• Task
From the line with "# put a marker" to the final line of the records, every line is to be duplicated exactly, both of those lines included.

• Source records
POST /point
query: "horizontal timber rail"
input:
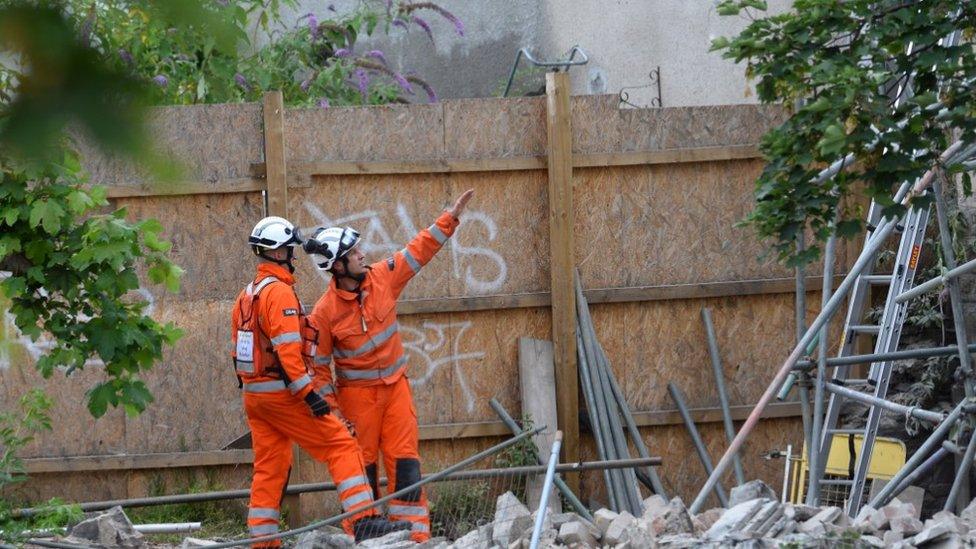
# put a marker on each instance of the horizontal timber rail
(35, 466)
(528, 470)
(609, 295)
(299, 172)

• Exercise answer
# put a marker on each instance of the horizontal timber rail
(35, 466)
(528, 470)
(609, 295)
(299, 172)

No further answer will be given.